— start Data for this exercise —

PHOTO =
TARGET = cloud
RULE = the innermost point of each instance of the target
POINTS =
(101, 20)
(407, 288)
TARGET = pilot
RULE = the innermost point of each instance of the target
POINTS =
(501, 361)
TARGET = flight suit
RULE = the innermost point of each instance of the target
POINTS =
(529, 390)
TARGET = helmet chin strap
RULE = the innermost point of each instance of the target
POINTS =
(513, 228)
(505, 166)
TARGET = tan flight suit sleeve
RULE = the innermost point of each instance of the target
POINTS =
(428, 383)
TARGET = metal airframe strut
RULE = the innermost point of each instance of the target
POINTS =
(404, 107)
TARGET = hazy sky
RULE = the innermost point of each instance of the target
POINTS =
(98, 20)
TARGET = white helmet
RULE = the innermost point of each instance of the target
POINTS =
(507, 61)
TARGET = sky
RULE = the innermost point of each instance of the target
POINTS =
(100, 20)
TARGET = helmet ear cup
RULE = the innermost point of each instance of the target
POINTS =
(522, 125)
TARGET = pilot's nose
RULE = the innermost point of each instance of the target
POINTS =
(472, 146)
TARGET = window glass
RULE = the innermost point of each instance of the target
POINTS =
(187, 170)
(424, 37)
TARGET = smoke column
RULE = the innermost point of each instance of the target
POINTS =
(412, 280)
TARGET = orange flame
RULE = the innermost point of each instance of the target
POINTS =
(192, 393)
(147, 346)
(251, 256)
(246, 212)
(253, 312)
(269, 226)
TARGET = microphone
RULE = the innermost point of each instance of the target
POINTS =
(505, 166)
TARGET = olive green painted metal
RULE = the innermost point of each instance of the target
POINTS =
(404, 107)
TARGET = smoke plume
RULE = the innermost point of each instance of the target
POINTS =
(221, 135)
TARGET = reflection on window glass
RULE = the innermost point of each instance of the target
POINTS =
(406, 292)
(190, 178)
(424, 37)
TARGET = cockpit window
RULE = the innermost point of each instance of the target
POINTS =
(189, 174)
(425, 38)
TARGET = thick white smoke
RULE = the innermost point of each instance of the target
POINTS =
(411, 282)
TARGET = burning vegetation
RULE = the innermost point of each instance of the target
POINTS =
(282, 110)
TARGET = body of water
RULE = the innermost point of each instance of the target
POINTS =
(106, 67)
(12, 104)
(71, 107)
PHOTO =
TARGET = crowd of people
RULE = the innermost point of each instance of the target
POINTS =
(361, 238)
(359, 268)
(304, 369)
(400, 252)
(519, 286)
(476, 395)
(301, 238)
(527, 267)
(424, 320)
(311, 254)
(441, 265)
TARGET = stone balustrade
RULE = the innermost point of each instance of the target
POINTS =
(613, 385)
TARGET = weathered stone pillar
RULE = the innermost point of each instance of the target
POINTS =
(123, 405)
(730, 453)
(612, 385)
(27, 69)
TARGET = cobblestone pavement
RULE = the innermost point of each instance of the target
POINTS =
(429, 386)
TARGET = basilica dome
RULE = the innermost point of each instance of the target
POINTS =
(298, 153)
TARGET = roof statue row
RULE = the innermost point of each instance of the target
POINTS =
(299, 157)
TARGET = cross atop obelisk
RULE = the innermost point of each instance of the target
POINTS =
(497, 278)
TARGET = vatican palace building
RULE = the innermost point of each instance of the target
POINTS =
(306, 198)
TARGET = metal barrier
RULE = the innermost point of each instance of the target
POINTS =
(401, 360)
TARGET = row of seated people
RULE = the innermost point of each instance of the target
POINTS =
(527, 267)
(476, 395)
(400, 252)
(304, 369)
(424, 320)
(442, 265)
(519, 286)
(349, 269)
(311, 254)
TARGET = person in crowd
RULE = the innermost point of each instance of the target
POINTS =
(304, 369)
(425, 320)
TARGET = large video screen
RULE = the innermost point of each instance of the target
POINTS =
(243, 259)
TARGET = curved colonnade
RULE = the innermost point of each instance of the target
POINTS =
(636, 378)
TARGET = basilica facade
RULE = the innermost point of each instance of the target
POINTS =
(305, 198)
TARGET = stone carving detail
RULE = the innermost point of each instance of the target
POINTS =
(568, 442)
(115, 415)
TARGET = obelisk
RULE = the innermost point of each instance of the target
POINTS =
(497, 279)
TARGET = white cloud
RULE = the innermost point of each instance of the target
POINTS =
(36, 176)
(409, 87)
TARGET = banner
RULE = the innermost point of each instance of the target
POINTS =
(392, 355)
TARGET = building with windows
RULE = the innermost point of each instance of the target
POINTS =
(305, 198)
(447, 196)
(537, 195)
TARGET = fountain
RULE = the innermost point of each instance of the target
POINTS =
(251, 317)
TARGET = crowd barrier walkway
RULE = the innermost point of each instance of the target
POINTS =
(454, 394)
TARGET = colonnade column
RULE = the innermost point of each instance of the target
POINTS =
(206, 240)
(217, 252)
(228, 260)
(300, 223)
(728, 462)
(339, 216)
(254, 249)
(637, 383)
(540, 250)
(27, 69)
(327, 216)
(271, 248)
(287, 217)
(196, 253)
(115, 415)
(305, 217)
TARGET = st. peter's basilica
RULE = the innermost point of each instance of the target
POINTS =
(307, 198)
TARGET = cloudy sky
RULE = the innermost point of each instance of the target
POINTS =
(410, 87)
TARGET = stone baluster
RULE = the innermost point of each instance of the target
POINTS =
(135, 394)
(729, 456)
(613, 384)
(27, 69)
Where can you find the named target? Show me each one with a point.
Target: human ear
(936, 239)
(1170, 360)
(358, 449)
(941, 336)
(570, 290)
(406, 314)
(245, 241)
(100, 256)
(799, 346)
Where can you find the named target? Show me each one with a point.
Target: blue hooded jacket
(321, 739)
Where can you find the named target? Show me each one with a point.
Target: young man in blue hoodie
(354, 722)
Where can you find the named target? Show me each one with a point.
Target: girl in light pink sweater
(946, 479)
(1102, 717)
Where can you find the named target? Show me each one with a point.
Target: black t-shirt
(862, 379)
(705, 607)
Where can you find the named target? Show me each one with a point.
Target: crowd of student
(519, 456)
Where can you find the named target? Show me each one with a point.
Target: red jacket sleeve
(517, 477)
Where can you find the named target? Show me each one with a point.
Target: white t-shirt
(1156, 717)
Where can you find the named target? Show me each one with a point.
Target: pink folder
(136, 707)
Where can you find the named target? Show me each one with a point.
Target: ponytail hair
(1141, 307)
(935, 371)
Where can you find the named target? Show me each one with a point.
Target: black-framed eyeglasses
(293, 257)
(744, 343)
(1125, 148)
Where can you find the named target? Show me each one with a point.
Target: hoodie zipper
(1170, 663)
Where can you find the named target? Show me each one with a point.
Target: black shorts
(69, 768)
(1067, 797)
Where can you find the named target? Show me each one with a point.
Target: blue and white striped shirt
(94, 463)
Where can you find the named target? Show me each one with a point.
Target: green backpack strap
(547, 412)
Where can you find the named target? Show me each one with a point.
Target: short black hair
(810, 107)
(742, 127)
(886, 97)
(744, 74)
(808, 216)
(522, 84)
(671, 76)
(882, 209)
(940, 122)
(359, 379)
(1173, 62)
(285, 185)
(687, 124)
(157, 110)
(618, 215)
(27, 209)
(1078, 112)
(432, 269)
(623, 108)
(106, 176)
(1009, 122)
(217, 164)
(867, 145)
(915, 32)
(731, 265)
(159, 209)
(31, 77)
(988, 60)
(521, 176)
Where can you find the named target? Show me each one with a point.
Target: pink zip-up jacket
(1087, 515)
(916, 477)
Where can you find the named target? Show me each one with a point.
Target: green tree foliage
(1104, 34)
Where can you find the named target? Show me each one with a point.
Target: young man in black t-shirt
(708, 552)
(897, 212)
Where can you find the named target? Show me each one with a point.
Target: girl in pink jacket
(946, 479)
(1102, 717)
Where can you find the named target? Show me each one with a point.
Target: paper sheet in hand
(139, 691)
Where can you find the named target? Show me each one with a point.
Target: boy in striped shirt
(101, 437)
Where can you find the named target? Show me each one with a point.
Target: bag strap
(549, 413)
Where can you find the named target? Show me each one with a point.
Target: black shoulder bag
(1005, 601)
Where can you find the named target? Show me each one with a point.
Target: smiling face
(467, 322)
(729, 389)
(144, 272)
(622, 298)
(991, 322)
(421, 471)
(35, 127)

— end Data for this exercise —

--- Set problem ---
Starting at the line that contains "TARGET = crowd barrier walkway" and ending at the line that contains "(1170, 663)", lay out those lines of the entries above as a JSON list of strings, one string per line, both ends included and blank lines left out.

--- The response ---
[
  "TARGET = crowd barrier walkway",
  "RULE = the innermost point of each instance of the target",
  "POINTS =",
  "(454, 394)",
  "TARGET = colonnade column",
  "RULE = the innermost point of each instance of the target",
  "POINTS =",
  "(206, 240)",
  "(217, 252)",
  "(228, 260)",
  "(300, 223)",
  "(728, 462)",
  "(339, 216)",
  "(254, 249)",
  "(637, 383)",
  "(540, 250)",
  "(27, 69)",
  "(327, 216)",
  "(271, 248)",
  "(287, 217)",
  "(196, 253)",
  "(115, 415)",
  "(305, 217)",
  "TARGET = st. peter's basilica",
  "RULE = the innermost point of each instance of the target",
  "POINTS =",
  "(307, 198)",
  "TARGET = cloudy sky",
  "RULE = the innermost point of each instance of the target",
  "POINTS =",
  "(410, 87)",
  "TARGET = stone baluster",
  "RULE = the innermost point of each instance of the target",
  "POINTS =",
  "(135, 394)",
  "(729, 456)",
  "(613, 384)",
  "(27, 69)",
  "Where can you find the named target? Show me each one with a point.",
  "Target: human ear",
  "(936, 239)",
  "(1170, 360)",
  "(358, 449)",
  "(941, 336)",
  "(570, 290)",
  "(406, 314)",
  "(245, 241)",
  "(100, 256)",
  "(799, 346)",
  "Where can you find the named target? Show me each one with a point.",
  "Target: blue hooded jacket",
  "(321, 739)",
  "Where can you find the named target? Show me each one with a point.",
  "Target: young man in blue hoodie",
  "(354, 722)",
  "Where can you find the named target? Show me each one with a point.",
  "Target: girl in light pink sweater",
  "(946, 479)",
  "(1102, 717)",
  "Where can you find the named target? Show me each one with a point.",
  "Target: black t-shirt",
  "(862, 379)",
  "(705, 607)",
  "Where can you find the named target? Show me each one with a point.",
  "Target: crowd of student",
  "(519, 456)",
  "Where can you find the named target? Show me each one with a point.",
  "Target: red jacket sleeve",
  "(517, 477)",
  "Where can you find the named target? Show me each one with a point.",
  "Target: white t-shirt",
  "(1156, 717)",
  "Where can you find the named target? Show me each one with a point.",
  "Target: pink folder",
  "(136, 707)",
  "Where can you find the named target? Show me each one with a point.",
  "Target: ponytail hair",
  "(1141, 307)",
  "(935, 371)",
  "Where can you find the named target? Show me each one with a point.",
  "Target: black-framed eyeglasses",
  "(293, 257)",
  "(744, 343)",
  "(1125, 148)",
  "Where can you find the named target? Show me each one with a point.",
  "Target: hoodie zipper",
  "(1170, 663)"
]